### [TEXT SEGMENT]
=====
# 1st Canadian Armoured Brigade



## Infanteer (23 Jan 2011)

Quick question, as internet searches don't seem to be providing clarity.  I see 1st Canadian Armoured Brigade (previously 1 Tank) as an independant brigade until 1943 (due to the still-birth of the 1st Canadian Armoured Division).  From this point, was it still independant or was it a subordinate formation of 1 Canadian Infantry Division for the rest of the war?


----------



## Old Sweat (23 Jan 2011)

The brigade was an independent formation throughout the war. Note that it went through some name changes, especially in the early years. It was conceived as an army tank brigade, which was different than an armoured brigade in equipment and employment. 

My RCAC history is at home, so I am unable to provide any more detail, but be advised that the changing CAC orbat 1940-1943 can be confusing without a good reference.
=====
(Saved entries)

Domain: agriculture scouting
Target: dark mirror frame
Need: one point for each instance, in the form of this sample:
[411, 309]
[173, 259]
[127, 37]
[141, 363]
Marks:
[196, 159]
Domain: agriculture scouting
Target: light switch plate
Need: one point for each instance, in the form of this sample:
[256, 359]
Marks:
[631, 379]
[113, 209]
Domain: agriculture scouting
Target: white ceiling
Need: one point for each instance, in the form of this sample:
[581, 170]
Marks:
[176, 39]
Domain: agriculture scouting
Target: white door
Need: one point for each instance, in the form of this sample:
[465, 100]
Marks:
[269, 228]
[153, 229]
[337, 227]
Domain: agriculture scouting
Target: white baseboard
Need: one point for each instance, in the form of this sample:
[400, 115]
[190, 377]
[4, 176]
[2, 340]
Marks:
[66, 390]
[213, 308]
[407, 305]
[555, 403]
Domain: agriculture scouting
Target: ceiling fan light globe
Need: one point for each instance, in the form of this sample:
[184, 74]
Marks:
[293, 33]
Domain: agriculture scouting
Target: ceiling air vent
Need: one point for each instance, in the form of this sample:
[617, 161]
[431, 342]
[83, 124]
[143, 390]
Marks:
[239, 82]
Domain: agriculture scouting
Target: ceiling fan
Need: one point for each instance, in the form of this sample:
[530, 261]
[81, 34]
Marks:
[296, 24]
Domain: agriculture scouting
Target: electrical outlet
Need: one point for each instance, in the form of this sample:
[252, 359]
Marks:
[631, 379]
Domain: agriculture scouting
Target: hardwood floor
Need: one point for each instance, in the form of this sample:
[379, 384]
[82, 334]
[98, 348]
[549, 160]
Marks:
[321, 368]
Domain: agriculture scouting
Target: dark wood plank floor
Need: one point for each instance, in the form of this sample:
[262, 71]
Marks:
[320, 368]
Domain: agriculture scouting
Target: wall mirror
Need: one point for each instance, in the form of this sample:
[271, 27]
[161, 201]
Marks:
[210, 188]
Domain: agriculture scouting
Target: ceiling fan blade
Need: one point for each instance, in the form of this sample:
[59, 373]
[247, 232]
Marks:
=====
### [SET TASKS]
(1) In the thread, what kind of brigade was the formation first conceived as?
(2) Write out the part of the thread that begins at the words "The brigade was" and stops after "equipment and employment.", switching "equipment" to "organization".
Rely solely on the thread when working on these tasks.

### [EXPECTED ANSWERS]
(1) An army tank brigade.

(2)
The brigade was an independent formation throughout the war. Note that it went through some name changes, especially in the early years. It was conceived as an army tank brigade, which was different than an armoured brigade in organization and employment.